▸ **DATA SUPPLIED**

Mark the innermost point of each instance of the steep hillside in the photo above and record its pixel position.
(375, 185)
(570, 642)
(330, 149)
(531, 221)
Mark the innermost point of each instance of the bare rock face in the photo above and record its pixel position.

▸ **BRIEF**
Rewrite all of the records above, replacing "innermost point" with "central point" wherever it appears and leaving everything else unchanged.

▸ **ANSWER TO THIS PROBLEM**
Mark the central point of each instance of the steep hillside in the photo above and record its pixel position.
(375, 185)
(570, 642)
(330, 149)
(531, 221)
Mark the central point of each instance of the bare rock face in the photo above and record its pixel position.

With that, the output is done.